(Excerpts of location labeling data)
○ ○ ○
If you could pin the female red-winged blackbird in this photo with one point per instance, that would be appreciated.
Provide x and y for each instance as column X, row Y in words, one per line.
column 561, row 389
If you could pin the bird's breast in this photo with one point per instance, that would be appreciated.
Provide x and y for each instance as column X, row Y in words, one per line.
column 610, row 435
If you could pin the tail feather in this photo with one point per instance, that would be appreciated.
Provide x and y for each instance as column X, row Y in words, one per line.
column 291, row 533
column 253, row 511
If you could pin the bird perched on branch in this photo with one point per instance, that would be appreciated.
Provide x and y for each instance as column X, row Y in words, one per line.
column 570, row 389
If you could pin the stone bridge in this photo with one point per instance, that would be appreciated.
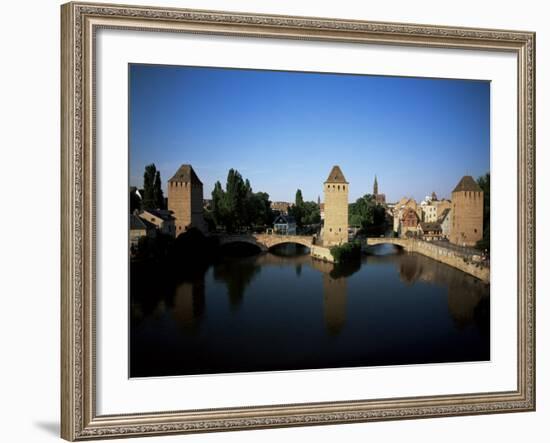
○ ○ ○
• _Exercise objective_: Reproduce the data word for word, beginning with the line that contains "If you could pin the bird perched" and continuing through the end of the data. Leave the pictures out of your answer.

• _In response_:
If you could pin the bird perched on branch in this photo with one point per instance, that would be appreciated.
Provide x and y for each instance as column X, row Y in words, one per line.
column 570, row 389
If you could pin the stone bridge in this photo with one point per instance, that would be appreciated.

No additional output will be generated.